# Aim of the exercise:
Within the records below, find the line containing "of the painted". Reproduce it and each line after it exactly, and nothing else.

[Point-per-instance localization data]
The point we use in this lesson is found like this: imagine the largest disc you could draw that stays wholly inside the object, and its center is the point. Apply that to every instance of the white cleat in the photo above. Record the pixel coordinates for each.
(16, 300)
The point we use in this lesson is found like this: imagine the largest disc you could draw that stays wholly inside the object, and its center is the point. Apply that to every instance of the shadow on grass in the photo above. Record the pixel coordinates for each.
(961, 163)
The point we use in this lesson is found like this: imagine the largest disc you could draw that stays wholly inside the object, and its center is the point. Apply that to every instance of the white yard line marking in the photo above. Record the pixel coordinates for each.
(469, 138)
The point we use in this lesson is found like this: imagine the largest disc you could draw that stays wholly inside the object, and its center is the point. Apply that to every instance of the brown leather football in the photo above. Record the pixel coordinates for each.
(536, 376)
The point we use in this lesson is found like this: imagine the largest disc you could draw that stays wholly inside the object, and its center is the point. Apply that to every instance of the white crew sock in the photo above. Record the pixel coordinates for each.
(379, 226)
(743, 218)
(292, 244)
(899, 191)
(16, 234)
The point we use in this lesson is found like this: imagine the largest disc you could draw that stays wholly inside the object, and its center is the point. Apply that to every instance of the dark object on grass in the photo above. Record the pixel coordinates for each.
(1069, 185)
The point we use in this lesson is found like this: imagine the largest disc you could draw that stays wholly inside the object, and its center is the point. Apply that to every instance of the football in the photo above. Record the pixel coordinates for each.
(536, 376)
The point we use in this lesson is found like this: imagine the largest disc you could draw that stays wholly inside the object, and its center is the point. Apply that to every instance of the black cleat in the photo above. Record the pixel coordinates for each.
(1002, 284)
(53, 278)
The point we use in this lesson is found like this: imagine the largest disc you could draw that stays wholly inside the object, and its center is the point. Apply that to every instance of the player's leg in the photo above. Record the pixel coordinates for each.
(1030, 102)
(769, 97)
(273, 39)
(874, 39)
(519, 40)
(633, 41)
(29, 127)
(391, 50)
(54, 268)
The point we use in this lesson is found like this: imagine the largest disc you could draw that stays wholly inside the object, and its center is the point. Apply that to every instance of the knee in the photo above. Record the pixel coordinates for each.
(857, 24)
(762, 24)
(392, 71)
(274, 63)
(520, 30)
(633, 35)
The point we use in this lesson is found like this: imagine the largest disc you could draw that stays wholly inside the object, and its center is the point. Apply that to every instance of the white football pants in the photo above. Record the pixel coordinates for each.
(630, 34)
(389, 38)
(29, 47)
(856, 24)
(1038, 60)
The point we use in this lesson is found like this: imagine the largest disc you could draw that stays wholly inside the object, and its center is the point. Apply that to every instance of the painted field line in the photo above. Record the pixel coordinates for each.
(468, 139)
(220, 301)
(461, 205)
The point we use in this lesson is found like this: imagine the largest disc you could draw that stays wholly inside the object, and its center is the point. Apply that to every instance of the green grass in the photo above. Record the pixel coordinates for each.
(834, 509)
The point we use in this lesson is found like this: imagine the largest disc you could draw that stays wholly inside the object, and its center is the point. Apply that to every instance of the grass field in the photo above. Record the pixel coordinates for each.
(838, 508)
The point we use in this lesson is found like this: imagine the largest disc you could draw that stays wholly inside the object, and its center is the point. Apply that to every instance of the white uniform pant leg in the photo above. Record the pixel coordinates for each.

# Exercise answer:
The point we use in this lesson is found like this: imagine the largest disc you could draw that stays wholly inside the object, and its center is the point. Apply that to every instance of the painted field line in the photo above. Record the pixel coordinates for each.
(468, 139)
(220, 301)
(461, 205)
The point we use in this lesson is found like this: imagine the largest disc you could draw that stays wholly inside the object, and its center is the point. Apply that to every instance of the green grass in the photo above. Record the pixel coordinates for each.
(834, 509)
The point we use in this lesson is found like this: imagine the largest disc you could draw that stays wholly inside the object, and its center is the point. Apply that to every instance of the grass field in the photo above. Record the pixel coordinates for each.
(838, 508)
The point we use in this lesson is found like this: imagine the largest disc you could draw that stays wholly inside the object, and its center is the point. Apply that to every instance of the white uniform pant leg in the photo above. Record the pixel coordinates for each.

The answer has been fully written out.